> ABOUT THIS TASK: Using the entries below, write out the line with "Find the dry grass", the line with "Find the foliage", and every line in between, exactly as each is written.

> PROVIDED DATA:
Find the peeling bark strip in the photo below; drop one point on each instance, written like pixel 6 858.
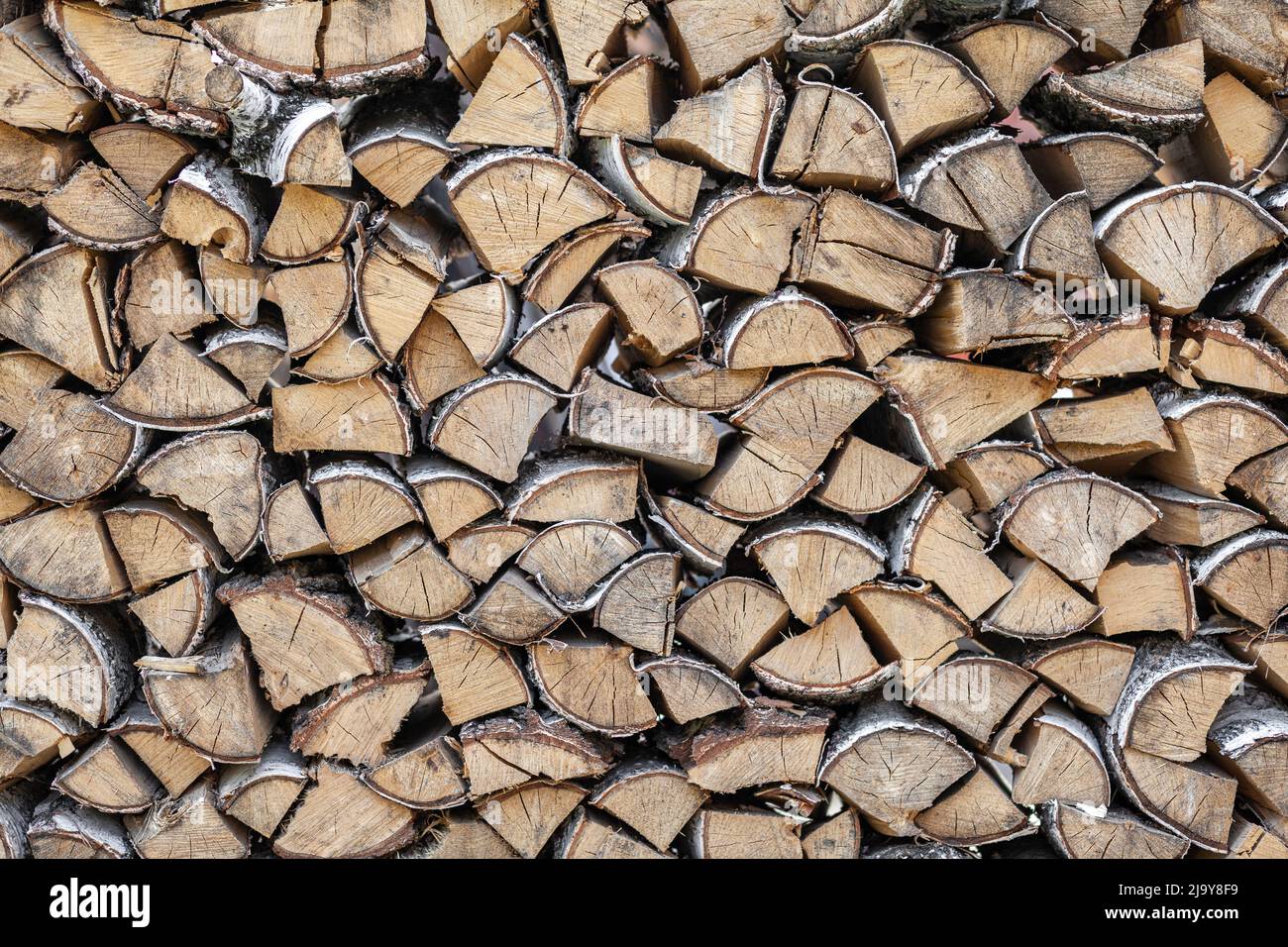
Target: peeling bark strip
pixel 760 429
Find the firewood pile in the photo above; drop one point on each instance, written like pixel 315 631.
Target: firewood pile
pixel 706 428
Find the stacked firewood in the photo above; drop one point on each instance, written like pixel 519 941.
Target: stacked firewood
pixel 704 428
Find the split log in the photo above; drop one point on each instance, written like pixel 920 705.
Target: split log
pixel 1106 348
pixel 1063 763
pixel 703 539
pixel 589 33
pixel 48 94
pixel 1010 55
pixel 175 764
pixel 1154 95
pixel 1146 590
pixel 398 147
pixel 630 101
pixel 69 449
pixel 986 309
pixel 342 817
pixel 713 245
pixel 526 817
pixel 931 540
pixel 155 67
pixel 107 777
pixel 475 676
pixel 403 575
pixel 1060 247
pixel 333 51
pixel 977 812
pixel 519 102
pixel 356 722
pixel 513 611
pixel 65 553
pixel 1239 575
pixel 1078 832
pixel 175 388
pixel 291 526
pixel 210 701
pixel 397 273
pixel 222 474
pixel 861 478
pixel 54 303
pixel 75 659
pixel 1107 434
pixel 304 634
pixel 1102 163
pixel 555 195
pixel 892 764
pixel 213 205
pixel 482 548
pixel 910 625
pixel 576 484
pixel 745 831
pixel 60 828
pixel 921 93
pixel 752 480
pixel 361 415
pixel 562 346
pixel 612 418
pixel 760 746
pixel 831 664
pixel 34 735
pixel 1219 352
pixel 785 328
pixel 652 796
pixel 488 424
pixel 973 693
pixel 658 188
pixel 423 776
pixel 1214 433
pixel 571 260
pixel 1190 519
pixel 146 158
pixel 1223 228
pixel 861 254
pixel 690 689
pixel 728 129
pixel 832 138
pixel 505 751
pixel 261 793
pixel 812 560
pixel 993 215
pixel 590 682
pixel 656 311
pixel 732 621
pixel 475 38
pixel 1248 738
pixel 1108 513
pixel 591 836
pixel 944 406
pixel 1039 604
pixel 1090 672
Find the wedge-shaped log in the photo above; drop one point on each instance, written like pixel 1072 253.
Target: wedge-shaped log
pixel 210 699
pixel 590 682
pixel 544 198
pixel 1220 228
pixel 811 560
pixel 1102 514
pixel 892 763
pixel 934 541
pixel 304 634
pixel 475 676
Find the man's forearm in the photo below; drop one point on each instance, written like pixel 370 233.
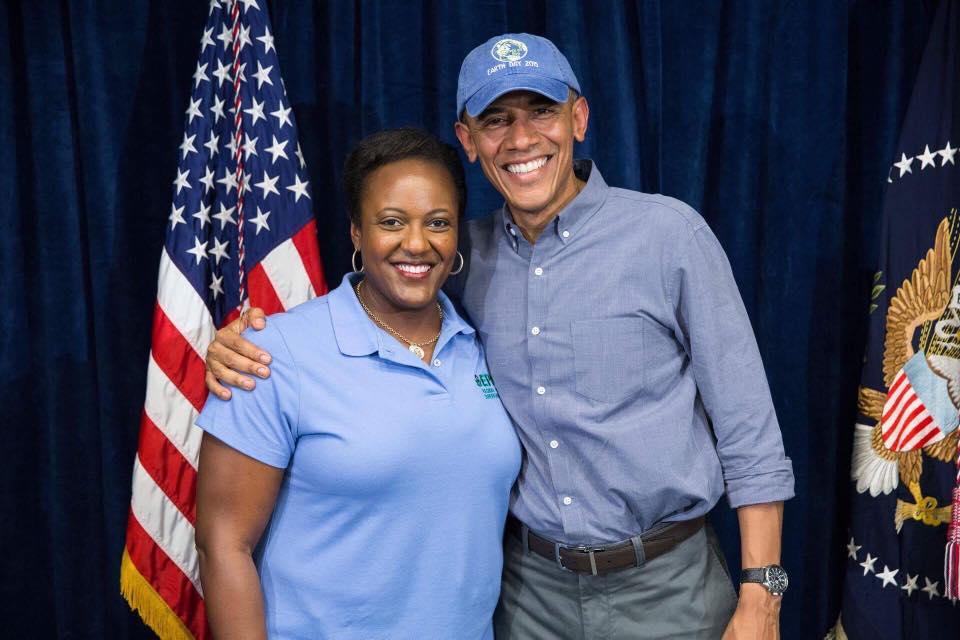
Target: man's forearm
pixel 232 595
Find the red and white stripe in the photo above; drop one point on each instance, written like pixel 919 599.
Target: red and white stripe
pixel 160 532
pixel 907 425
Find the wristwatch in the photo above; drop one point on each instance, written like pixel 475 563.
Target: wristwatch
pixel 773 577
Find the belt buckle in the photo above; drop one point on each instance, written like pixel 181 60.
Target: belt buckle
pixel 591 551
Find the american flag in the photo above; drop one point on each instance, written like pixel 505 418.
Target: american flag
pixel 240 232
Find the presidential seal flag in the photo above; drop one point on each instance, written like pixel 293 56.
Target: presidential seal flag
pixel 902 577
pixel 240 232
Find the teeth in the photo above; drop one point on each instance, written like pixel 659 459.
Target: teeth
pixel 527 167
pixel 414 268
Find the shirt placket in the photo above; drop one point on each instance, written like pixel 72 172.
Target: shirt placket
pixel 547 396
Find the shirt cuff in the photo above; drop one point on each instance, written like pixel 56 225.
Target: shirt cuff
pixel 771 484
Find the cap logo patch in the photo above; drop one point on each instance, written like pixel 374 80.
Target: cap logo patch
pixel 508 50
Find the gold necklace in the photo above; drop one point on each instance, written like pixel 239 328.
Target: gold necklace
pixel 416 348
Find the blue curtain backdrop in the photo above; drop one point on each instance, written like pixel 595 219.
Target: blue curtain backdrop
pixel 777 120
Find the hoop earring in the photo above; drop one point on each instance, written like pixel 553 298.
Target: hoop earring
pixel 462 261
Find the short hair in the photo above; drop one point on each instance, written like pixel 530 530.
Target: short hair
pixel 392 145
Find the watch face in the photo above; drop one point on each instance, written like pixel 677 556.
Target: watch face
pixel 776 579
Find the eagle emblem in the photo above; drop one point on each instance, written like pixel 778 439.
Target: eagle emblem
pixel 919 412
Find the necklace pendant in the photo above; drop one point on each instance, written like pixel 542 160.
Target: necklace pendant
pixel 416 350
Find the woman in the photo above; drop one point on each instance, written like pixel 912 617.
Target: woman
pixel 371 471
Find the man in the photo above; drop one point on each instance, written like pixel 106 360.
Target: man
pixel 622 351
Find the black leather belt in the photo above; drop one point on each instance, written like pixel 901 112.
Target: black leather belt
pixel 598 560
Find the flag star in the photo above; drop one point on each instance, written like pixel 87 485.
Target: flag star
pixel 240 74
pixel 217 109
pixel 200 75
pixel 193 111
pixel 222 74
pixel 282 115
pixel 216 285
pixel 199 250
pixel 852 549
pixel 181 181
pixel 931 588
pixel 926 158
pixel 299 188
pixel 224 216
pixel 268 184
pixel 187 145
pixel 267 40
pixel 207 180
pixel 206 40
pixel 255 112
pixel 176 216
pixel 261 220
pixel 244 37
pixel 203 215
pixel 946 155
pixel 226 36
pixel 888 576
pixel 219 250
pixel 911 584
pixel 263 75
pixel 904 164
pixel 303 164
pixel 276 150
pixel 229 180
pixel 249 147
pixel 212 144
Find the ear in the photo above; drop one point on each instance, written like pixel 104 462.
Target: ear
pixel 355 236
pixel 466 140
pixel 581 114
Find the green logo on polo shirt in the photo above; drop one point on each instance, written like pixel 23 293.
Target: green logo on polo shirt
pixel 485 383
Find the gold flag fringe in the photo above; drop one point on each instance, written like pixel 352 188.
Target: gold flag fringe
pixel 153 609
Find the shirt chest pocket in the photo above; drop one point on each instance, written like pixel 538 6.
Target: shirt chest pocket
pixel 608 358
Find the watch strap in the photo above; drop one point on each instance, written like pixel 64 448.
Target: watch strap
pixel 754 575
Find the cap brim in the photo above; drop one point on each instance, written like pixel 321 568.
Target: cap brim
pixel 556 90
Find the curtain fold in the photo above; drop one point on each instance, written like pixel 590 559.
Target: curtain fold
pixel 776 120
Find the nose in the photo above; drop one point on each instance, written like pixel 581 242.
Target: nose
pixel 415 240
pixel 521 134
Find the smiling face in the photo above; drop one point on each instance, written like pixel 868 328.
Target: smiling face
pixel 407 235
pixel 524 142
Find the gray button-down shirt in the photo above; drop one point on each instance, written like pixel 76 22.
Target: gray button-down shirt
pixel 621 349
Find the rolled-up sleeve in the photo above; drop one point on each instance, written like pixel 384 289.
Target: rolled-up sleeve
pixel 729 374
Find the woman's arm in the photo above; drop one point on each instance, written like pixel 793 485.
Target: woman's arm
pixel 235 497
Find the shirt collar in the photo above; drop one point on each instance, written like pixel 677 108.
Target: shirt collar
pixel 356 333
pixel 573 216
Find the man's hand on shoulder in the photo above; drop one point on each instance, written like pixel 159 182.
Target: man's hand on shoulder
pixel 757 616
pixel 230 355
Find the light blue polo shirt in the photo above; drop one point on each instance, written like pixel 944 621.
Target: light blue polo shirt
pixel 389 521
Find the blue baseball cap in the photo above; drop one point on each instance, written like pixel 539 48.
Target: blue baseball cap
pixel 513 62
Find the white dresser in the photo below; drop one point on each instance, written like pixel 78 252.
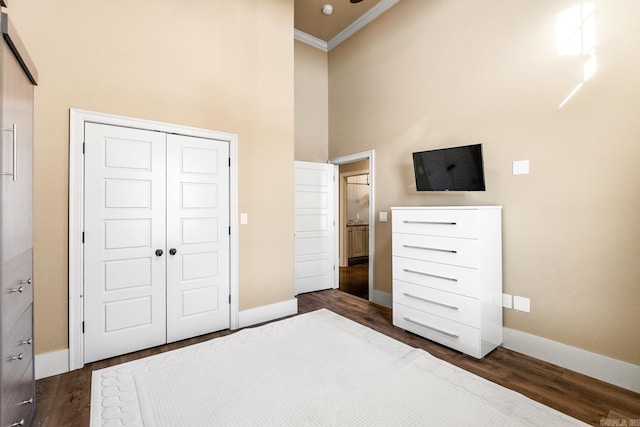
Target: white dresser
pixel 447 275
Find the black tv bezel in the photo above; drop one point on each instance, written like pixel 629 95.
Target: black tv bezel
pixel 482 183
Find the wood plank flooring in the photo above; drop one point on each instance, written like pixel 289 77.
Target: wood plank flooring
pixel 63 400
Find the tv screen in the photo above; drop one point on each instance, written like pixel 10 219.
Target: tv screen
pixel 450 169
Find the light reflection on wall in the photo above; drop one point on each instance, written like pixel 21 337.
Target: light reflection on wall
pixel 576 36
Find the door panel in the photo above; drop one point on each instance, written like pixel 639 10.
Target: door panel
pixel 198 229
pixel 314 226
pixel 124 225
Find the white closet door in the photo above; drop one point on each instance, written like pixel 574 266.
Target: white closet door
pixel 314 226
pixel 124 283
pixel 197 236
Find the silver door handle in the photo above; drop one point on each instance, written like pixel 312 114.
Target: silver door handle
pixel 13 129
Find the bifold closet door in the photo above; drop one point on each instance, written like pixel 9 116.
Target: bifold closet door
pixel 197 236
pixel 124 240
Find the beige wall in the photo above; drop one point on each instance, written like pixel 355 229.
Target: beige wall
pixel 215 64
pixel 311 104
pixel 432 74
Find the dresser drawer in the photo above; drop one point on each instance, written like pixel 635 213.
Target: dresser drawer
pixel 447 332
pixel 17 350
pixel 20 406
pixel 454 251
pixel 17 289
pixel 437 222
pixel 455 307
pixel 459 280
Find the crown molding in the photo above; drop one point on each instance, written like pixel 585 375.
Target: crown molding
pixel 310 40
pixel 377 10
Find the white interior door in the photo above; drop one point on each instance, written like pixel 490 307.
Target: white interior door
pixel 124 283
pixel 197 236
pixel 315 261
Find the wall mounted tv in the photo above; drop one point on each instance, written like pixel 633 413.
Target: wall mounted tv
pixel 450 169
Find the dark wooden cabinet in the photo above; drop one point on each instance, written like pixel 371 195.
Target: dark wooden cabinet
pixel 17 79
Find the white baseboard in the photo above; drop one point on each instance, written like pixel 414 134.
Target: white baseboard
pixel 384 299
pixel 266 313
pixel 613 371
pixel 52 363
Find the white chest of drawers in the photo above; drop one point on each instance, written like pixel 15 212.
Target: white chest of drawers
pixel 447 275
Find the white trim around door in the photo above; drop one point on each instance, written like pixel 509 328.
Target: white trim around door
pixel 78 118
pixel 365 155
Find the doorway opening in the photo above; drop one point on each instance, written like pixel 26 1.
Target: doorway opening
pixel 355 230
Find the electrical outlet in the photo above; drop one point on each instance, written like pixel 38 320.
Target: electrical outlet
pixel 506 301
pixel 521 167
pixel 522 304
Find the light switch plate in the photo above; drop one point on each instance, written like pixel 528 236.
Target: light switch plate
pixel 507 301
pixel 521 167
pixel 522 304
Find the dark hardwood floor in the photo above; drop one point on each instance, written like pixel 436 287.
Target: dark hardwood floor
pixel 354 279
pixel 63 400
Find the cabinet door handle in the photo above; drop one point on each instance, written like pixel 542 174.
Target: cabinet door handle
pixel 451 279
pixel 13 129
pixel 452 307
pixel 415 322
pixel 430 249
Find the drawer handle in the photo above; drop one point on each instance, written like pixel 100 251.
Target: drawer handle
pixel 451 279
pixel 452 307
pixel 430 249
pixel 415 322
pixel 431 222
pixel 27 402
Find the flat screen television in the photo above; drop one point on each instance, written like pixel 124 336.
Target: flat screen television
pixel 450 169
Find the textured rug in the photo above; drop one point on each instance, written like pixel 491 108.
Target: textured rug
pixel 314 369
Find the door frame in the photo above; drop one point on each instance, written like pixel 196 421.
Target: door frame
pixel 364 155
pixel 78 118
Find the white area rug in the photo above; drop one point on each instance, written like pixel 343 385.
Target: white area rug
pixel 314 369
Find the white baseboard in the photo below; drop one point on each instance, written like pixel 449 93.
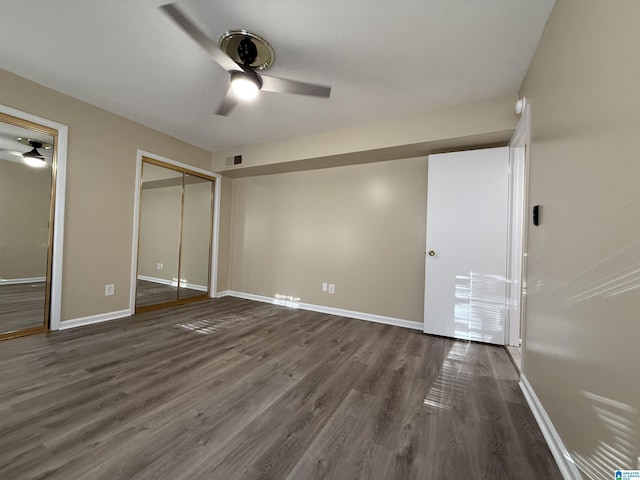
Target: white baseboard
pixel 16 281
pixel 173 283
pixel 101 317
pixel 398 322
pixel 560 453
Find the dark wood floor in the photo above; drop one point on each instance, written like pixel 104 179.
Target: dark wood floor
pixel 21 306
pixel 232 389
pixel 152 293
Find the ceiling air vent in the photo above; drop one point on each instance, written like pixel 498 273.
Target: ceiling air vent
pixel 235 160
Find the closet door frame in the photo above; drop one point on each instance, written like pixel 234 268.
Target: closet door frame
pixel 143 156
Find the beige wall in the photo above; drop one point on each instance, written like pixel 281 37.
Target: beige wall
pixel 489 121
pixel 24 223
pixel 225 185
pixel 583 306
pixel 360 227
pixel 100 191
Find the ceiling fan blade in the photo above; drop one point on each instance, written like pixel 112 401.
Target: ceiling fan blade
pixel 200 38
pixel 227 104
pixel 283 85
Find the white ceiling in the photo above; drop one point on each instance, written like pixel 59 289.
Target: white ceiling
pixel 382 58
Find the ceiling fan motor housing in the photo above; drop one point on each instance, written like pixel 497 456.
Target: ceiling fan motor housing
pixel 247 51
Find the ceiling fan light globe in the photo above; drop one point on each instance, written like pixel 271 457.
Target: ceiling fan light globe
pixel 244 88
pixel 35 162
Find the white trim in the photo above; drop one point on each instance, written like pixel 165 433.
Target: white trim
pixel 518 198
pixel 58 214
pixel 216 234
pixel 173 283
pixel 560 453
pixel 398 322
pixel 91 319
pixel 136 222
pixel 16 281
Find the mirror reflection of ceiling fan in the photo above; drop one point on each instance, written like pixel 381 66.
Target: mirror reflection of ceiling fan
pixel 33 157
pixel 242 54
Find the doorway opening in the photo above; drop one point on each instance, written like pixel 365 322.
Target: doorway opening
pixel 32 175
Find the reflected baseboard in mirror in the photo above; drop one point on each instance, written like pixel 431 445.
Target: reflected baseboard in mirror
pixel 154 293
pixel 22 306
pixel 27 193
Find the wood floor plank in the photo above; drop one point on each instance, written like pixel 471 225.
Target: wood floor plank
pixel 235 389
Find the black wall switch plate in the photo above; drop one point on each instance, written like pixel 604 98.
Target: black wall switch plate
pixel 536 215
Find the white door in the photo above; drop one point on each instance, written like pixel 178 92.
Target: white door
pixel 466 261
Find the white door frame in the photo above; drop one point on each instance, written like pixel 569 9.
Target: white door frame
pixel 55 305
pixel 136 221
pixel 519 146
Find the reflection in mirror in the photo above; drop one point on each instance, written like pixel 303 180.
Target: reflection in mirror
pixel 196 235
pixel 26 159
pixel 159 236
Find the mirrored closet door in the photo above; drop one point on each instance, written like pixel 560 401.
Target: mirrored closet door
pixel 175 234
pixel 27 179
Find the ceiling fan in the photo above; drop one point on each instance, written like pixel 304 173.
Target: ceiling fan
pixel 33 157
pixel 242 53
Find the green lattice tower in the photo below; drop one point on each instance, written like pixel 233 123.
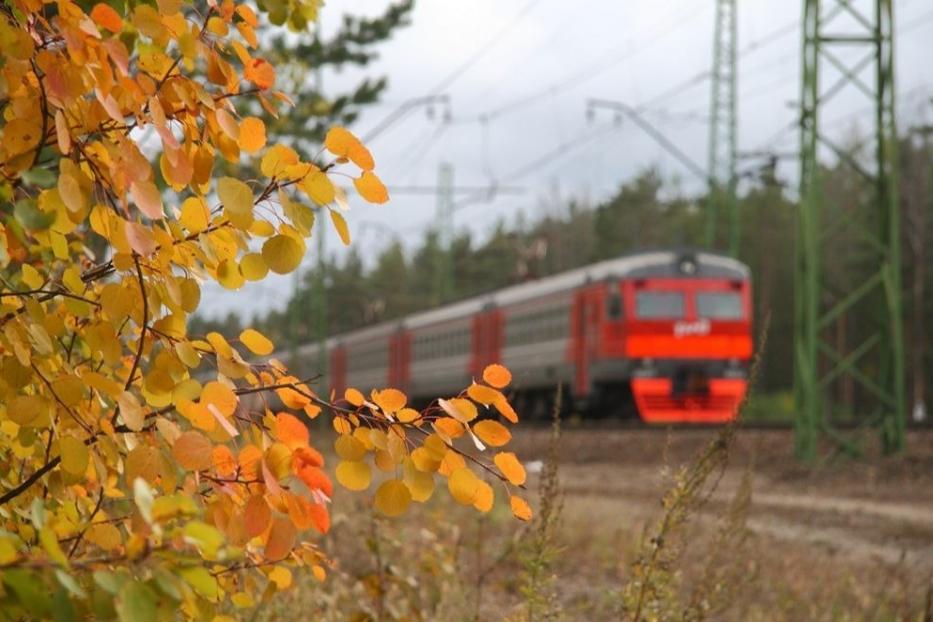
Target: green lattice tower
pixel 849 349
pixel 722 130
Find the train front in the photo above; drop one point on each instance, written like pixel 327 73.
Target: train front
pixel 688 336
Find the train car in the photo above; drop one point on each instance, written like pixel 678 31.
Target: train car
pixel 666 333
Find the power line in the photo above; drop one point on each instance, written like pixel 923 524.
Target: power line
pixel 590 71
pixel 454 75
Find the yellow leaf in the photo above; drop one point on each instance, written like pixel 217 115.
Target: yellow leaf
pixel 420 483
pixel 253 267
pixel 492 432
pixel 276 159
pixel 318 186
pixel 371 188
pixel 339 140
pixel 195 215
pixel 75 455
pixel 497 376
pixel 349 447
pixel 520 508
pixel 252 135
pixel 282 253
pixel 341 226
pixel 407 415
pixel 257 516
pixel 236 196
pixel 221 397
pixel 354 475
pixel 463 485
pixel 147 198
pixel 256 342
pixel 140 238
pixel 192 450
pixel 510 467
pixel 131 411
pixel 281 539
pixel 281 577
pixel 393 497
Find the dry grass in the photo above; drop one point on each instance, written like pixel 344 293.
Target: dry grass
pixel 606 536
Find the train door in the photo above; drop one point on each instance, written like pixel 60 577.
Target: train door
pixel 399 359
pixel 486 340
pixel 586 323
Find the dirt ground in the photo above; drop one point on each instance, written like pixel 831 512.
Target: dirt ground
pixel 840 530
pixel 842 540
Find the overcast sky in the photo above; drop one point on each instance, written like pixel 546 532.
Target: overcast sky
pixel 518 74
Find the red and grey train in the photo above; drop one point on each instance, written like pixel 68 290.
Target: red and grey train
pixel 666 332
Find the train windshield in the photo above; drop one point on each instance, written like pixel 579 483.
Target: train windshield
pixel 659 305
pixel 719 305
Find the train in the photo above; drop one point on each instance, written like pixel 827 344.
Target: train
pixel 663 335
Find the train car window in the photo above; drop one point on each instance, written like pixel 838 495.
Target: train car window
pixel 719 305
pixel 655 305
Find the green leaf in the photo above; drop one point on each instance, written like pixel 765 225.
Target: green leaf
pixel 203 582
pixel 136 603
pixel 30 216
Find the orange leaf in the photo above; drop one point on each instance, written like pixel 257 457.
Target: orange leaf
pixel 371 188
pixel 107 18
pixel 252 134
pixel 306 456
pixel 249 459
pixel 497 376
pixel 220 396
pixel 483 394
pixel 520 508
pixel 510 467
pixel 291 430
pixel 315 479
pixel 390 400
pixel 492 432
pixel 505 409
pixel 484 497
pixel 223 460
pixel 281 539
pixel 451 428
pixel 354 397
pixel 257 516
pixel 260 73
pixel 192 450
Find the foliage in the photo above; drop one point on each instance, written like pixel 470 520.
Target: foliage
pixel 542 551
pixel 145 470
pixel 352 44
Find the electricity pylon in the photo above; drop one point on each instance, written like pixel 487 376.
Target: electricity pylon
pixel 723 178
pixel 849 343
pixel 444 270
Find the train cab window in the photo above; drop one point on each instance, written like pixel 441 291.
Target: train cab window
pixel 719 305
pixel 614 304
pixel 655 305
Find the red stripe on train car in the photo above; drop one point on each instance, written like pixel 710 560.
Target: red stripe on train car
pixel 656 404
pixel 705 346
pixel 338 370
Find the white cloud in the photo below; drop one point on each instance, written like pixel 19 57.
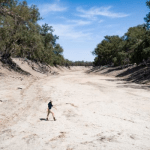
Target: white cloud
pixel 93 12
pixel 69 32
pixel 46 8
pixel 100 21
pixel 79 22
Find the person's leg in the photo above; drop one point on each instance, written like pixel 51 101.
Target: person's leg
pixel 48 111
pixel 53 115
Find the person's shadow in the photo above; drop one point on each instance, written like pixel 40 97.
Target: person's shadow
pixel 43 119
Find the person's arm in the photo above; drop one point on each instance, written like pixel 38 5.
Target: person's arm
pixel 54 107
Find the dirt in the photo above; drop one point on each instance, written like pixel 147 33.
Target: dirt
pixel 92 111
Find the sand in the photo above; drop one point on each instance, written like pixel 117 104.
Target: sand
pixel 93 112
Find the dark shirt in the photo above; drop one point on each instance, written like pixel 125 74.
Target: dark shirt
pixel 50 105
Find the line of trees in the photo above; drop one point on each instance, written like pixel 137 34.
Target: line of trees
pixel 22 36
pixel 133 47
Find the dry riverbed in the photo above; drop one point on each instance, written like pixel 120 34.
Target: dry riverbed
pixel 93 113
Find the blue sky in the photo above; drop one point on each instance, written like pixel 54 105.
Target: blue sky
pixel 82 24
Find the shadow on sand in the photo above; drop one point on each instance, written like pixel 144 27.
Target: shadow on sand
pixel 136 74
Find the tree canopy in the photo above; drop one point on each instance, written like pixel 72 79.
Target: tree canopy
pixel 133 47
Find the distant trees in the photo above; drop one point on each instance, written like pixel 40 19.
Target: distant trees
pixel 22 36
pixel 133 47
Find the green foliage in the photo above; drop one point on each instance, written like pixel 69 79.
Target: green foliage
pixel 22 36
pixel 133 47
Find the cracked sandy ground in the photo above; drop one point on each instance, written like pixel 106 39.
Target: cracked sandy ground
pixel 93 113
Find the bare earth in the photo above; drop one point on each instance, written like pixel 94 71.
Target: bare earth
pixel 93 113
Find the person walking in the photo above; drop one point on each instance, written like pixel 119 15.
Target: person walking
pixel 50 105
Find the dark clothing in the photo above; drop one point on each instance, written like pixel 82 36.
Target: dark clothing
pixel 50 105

> ANSWER BOX:
Find the dry grass in the photo above; drop one point on each instance, written like pixel 344 293.
Target: dry grass
pixel 606 536
Find the train door in the photo above; drop one point on each instance, written like pixel 60 577.
Target: train door
pixel 399 359
pixel 486 340
pixel 586 323
Find the dirt ground in the photo above; drop one point on each instance, written like pixel 831 512.
Target: dirt ground
pixel 840 530
pixel 842 540
Find the overcast sky in the photo above; drop one point on each instance, written like pixel 546 532.
Target: overcast sky
pixel 518 74
Find the red and grey train in the photo above; drop one point on each instance, written like pixel 68 290.
Target: red and grey train
pixel 666 332
Find the train windshield in the photo above; drop one point on each instance, written like pixel 579 483.
Target: train windshield
pixel 659 305
pixel 719 305
Find the train in the photo above; drop one point on each instance, written like pixel 827 344.
Target: train
pixel 663 335
Find the train car window in the photo above; drop one point on each instance, written like pixel 838 495.
Target: train car window
pixel 719 305
pixel 655 305
Find the green leaf in the photo above; drop one point on each instance, written like pixel 765 225.
Target: green leaf
pixel 203 582
pixel 136 603
pixel 30 216
Find the orange leaf in the photo above; drop one point on each instance, written like pixel 257 457.
Target: orange leaf
pixel 371 188
pixel 107 18
pixel 252 134
pixel 306 456
pixel 249 459
pixel 497 376
pixel 220 396
pixel 483 394
pixel 520 508
pixel 510 467
pixel 291 430
pixel 315 479
pixel 390 400
pixel 492 432
pixel 505 409
pixel 484 497
pixel 223 460
pixel 281 539
pixel 451 428
pixel 354 397
pixel 257 516
pixel 260 73
pixel 192 450
Find the foliage in the photo above; drop one point on each instance, written like pixel 470 520.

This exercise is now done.